[Data records]

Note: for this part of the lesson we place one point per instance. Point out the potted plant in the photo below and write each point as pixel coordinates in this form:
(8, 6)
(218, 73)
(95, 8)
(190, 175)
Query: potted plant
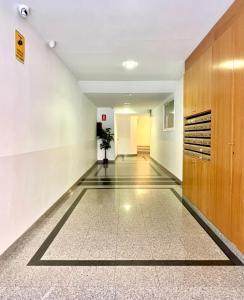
(106, 137)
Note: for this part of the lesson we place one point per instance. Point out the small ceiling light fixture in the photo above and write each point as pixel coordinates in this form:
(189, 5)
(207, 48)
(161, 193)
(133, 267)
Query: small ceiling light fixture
(24, 10)
(130, 64)
(52, 44)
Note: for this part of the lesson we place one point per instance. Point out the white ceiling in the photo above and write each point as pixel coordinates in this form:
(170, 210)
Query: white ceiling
(137, 101)
(95, 36)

■ **Assignment**: Set aside each line above that includes the string "form" and report it.

■ **Solution**:
Note: for this part of the lesson we place one point per instance. Point out the potted plant in the photo below and write each point as pixel coordinates in this form:
Note: for this part of the lesson we place one point per instance. Point out the small ceiling light fixture in the photo above and write each point as pixel coordinates in this form:
Note: for this part of the lesson we place one point per instance. Point out the white ceiling in the photo above and write each point as pixel coordinates in this form:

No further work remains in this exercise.